* Listed records:

════════════════

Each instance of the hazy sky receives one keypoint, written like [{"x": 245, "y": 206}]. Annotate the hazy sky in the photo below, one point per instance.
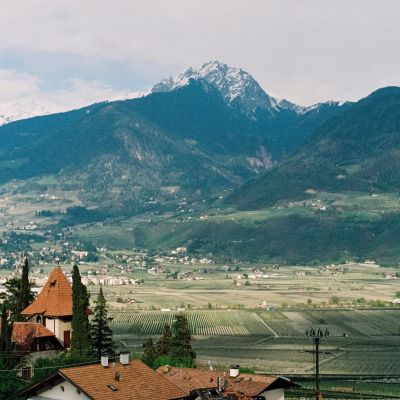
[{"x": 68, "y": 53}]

════════════════

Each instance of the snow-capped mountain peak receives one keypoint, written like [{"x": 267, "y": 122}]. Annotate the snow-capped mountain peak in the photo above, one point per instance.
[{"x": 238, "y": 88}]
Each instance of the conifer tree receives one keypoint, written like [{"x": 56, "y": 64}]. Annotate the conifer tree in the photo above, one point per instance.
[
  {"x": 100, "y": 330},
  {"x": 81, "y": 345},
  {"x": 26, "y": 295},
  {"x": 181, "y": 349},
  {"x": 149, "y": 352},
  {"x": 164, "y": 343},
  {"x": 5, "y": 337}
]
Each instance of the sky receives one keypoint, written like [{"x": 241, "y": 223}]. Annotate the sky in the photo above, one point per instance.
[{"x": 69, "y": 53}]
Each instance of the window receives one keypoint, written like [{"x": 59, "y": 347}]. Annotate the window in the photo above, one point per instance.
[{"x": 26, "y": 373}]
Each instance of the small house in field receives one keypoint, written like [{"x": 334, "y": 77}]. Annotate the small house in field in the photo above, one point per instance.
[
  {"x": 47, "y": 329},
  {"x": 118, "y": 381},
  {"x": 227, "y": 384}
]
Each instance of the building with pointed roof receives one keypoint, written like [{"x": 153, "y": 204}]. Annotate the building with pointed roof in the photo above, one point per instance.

════════════════

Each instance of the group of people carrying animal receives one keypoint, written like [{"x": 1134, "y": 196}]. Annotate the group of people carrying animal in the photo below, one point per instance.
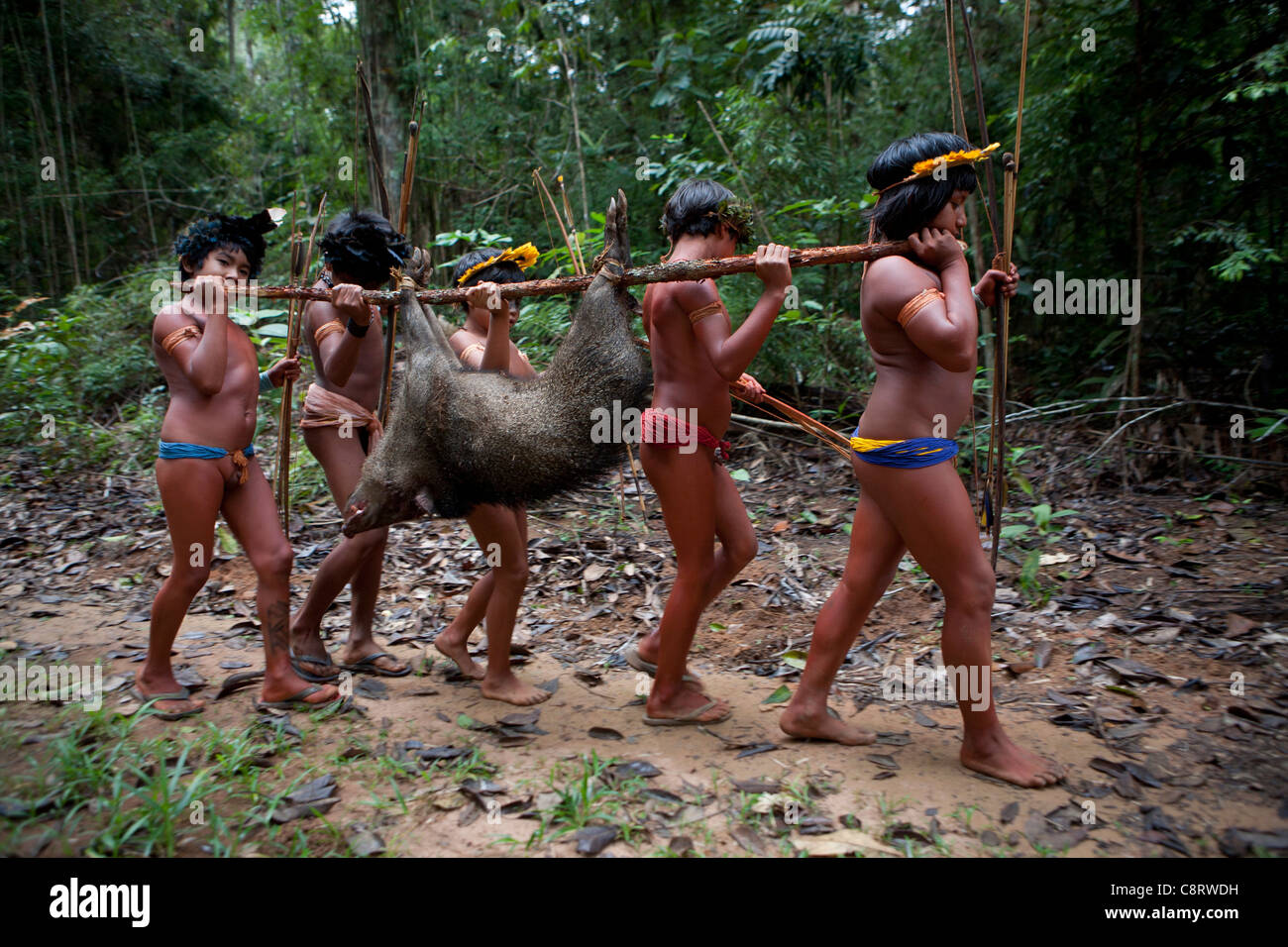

════════════════

* Problem details:
Reproduce verbatim the lines beginning with the line containing "Each instance of the small" and continuing through the line containing "Each instance of the building".

* Solution for this problem:
Each instance of the small house in field receives one keypoint, written like [{"x": 334, "y": 77}]. Annotate the small house in field in the photo above, one point per instance.
[
  {"x": 47, "y": 329},
  {"x": 118, "y": 381},
  {"x": 227, "y": 384}
]
Each instance of the building with pointed roof receives one keypoint, written like [{"x": 153, "y": 204}]. Annotate the building with pointed roof in the photo above, one point per instance.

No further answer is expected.